> [YOUR GOAL] Copy out each line of the data holding "tripod".

+ + + + +

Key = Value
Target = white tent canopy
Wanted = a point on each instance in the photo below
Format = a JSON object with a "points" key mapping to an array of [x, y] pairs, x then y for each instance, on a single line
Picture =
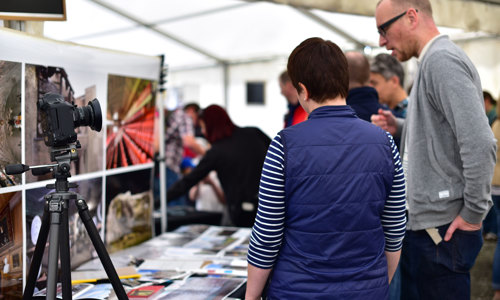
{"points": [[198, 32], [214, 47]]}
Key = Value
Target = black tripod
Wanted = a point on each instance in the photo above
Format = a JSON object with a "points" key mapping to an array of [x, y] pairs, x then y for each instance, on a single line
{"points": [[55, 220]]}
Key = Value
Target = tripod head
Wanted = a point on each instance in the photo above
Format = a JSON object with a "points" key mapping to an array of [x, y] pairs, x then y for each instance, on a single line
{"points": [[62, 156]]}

+ + + + +

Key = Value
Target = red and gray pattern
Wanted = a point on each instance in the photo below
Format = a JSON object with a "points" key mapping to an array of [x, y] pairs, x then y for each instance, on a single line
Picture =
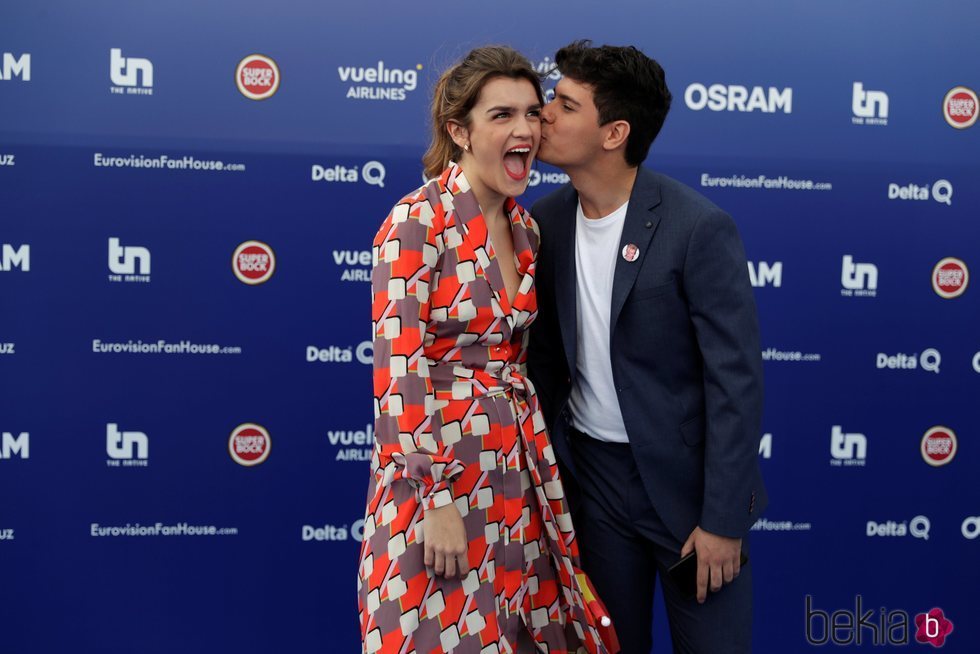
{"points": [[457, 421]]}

+ + + + +

> [OUTPUT BELOW]
Target = black tripod
Target = tripod head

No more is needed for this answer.